━━━ TEXTE DE L'EXERCICE ━━━
Origine et histoire de la Fontaine Saint-Michel
Fontaine Saint‑Michel
La fontaine Saint‑Michel, anciennement dite fontaine de Sébastopol, occupe la place Saint‑Michel dans le 6e arrondissement de Paris et s'étend sur tout un mur pignon au croisement du boulevard Saint‑Michel, de la place Saint‑André‑des‑Arts et de la rue Danton, face à la rive gauche de la Seine. Elle se situe au débouché du pont Saint‑Michel, dans un axe qui se prolonge vers le nord par le boulevard du Palais et le pont au Change, puis rejoint la rive droite par la place du Châtelet et le boulevard de Sébastopol ; lors de sa construction, ce boulevard englobait l'actuel boulevard Saint‑Michel, ce qui explique son ancien nom. Le site est desservi par la station de métro Saint‑Michel et la gare RER Saint‑Michel – Notre‑Dame.
Inscrite dans le plan d'aération d'Haussmann sous Napoléon III, la fontaine fut commandée pour marquer la nouvelle place créée au débouché du pont et pour offrir un débouché visuel à la perspective du boulevard du Palais. Une première proposition prévoyait une statue colossale de Napoléon Ier, abandonnée au profit d'un programme allégorique destiné à rappeler la chapelle Saint‑Michel en la Cité : l'archange Michel terrassant le démon, entouré de chimères ailées. Le site présentait des contraintes importantes : il se trouvait en contrebas du pont, adossé à un pignon très élevé, peu éclairé et orienté au nord. L'architecte Gabriel Davioud, assisté des inspecteurs Flament et Simonet, conçut la fontaine ; les travaux de fontainerie furent exécutés par Halo sous la direction de l'ingénieur Belgrand et la statue de Saint‑Michel fut fondue par la fonderie Thiébaut Frères. Le chantier commença en juin 1858, la fontaine fut inaugurée en 1860 et elle est inscrite au titre des monuments historiques depuis 1926.
━━━ DONNÉES ━━━
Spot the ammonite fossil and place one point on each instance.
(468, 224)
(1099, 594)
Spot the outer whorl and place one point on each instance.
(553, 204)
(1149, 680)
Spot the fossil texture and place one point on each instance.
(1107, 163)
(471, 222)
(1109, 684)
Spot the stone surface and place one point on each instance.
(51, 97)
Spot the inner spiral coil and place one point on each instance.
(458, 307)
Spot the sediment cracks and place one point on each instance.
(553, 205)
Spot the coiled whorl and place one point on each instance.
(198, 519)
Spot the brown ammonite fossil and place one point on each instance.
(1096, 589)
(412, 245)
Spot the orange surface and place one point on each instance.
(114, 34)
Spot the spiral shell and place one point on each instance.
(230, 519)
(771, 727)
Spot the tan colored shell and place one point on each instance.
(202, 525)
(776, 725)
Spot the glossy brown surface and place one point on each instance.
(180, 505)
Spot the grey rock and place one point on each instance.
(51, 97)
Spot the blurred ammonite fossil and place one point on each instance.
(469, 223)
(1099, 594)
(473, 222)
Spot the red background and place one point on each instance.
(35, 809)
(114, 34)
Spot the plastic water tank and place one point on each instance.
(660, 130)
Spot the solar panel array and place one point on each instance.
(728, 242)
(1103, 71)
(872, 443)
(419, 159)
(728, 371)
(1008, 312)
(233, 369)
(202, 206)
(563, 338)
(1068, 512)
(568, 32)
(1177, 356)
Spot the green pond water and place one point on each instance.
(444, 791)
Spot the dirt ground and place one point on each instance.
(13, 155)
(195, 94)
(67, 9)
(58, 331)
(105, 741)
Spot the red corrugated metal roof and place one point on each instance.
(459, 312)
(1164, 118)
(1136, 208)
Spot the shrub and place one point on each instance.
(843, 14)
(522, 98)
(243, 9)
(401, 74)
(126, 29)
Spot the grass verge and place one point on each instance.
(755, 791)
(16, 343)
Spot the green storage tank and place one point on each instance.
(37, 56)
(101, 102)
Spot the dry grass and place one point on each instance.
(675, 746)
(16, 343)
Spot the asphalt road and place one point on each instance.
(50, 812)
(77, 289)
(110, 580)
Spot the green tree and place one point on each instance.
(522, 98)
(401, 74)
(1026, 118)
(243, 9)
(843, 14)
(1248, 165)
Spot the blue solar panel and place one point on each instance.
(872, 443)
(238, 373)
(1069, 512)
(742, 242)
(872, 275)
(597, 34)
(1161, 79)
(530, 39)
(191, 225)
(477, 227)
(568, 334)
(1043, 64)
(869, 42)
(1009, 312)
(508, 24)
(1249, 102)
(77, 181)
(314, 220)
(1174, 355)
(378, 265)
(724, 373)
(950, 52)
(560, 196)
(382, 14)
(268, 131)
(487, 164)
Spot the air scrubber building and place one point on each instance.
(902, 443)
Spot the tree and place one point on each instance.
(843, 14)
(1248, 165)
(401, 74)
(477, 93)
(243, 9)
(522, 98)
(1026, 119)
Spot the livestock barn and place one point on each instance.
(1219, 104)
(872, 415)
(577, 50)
━━━
CONSIGNES
(a) D'après le texte sur la fontaine Saint-Michel, quel architecte a conçu la fontaine ?
(b) Transcrivez le passage du texte sur la fontaine Saint-Michel qui commence par « Origine et histoire » et se poursuit jusqu'à « Saint‑Michel – Notre‑Dame. ».
Le matériel ci-dessus n'a aucun lien avec le texte.

CORRIGÉ
(a) Gabriel Davioud.

(b)
Origine et histoire de la Fontaine Saint-Michel
Fontaine Saint‑Michel
La fontaine Saint‑Michel, anciennement dite fontaine de Sébastopol, occupe la place Saint‑Michel dans le 6e arrondissement de Paris et s'étend sur tout un mur pignon au croisement du boulevard Saint‑Michel, de la place Saint‑André‑des‑Arts et de la rue Danton, face à la rive gauche de la Seine. Elle se situe au débouché du pont Saint‑Michel, dans un axe qui se prolonge vers le nord par le boulevard du Palais et le pont au Change, puis rejoint la rive droite par la place du Châtelet et le boulevard de Sébastopol ; lors de sa construction, ce boulevard englobait l'actuel boulevard Saint‑Michel, ce qui explique son ancien nom. Le site est desservi par la station de métro Saint‑Michel et la gare RER Saint‑Michel – Notre‑Dame.